■ Your goal ■
Print the items below word for word, from their start through the line that contains "156], [472, 199]]]", and leave out the pictures.

====== Material to process ======

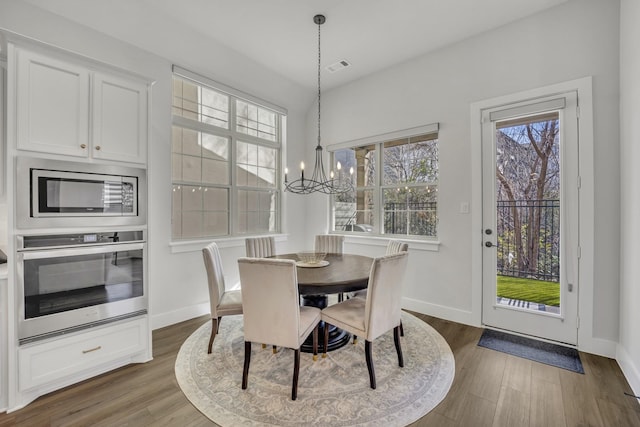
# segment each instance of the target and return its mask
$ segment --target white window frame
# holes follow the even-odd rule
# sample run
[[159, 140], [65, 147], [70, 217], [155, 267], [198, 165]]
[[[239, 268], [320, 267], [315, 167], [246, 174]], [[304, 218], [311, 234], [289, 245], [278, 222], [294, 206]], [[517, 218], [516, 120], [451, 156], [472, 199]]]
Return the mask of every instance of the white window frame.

======

■ Correct output ■
# segment each instance of the target and return its mask
$ segment --target white window frame
# holes follow the even-odd rule
# sample run
[[159, 140], [65, 147], [70, 217], [155, 267], [198, 165]]
[[[239, 268], [320, 267], [315, 167], [246, 174]], [[304, 218], [311, 234], [289, 245], [278, 222], [294, 206]], [[517, 218], [516, 120], [451, 156], [472, 199]]]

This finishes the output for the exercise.